■ Lines of data:
________________________

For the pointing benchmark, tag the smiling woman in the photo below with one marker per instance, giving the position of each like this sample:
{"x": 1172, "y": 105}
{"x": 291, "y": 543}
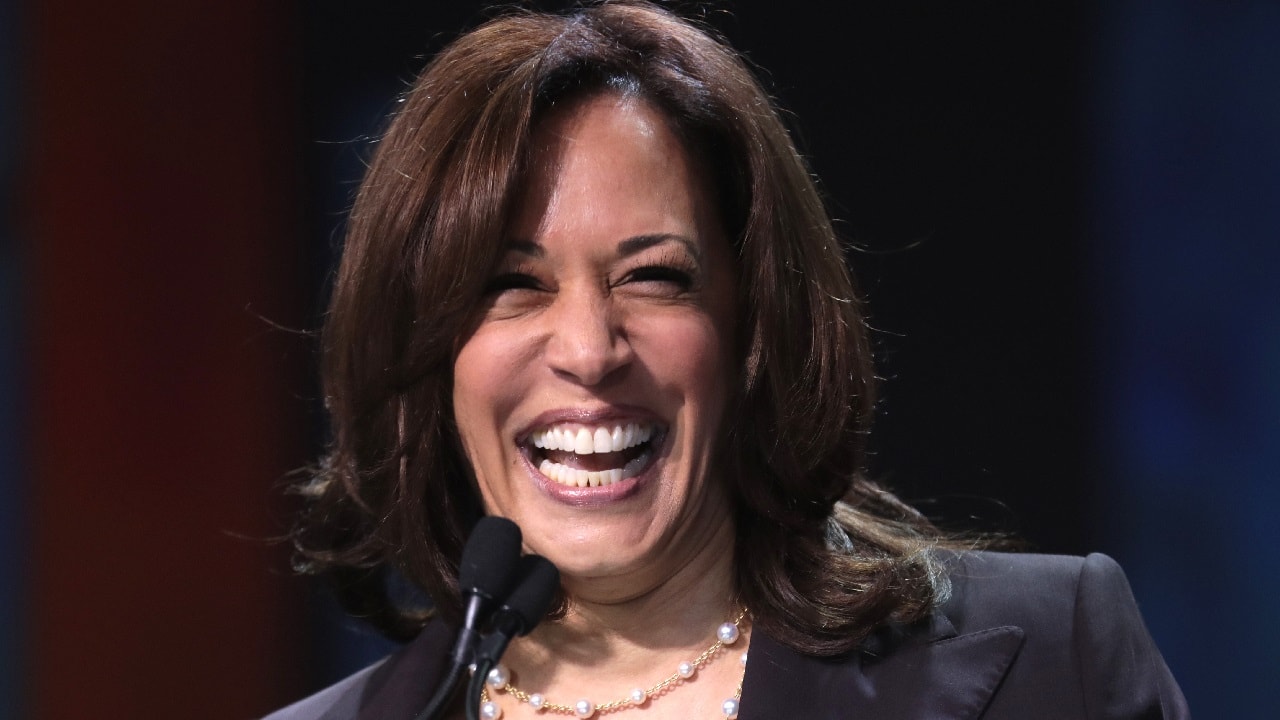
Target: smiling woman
{"x": 589, "y": 286}
{"x": 625, "y": 261}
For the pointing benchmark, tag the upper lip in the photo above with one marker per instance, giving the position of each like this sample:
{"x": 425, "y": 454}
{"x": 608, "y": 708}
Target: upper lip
{"x": 603, "y": 415}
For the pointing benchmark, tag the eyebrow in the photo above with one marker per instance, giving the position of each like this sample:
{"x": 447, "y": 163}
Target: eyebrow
{"x": 632, "y": 245}
{"x": 627, "y": 247}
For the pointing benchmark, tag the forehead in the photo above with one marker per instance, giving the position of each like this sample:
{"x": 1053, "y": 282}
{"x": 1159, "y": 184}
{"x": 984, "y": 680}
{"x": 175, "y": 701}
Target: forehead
{"x": 609, "y": 162}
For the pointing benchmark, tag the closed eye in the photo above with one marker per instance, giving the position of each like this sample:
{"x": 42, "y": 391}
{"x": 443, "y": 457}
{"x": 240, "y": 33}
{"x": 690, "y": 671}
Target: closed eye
{"x": 664, "y": 274}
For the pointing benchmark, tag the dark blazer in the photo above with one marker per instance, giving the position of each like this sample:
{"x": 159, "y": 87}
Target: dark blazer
{"x": 1022, "y": 637}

________________________

■ Work to complete: Return the lines above word for word, leaving out the pictures.

■ Full output:
For the pointing benchmark, tag the smiling woman in the photo below with one marker per instance, giving the position of each like this sample:
{"x": 1172, "y": 105}
{"x": 291, "y": 543}
Target: smiling woman
{"x": 589, "y": 286}
{"x": 625, "y": 261}
For the pointing benchmark, tag the upper lip in the photo above with one marker per instance, giving the position of each like this sample:
{"x": 425, "y": 454}
{"x": 608, "y": 708}
Target: upper lip
{"x": 603, "y": 415}
For the pointing benchmark, tag the eyebrow in the photo above with one marker per instance, giving the position of each like this sample:
{"x": 447, "y": 163}
Target: eyebrow
{"x": 632, "y": 245}
{"x": 627, "y": 247}
For the pointing benchmark, tag the forehead in the photo above with one marker per instance, giving the position of each like this sample:
{"x": 1053, "y": 282}
{"x": 1159, "y": 184}
{"x": 984, "y": 680}
{"x": 175, "y": 701}
Target: forehead
{"x": 609, "y": 162}
For the pointing benchmark, tag the closed eye in the photo above with one marker per instance, giving the position of each like this sample:
{"x": 42, "y": 391}
{"x": 443, "y": 457}
{"x": 240, "y": 33}
{"x": 690, "y": 671}
Target: closed eye
{"x": 664, "y": 274}
For the pointing benchmark, tag the dark blazer in the photo above with one marker per instance, giving the position of each like this sample:
{"x": 159, "y": 87}
Target: dark blazer
{"x": 1022, "y": 637}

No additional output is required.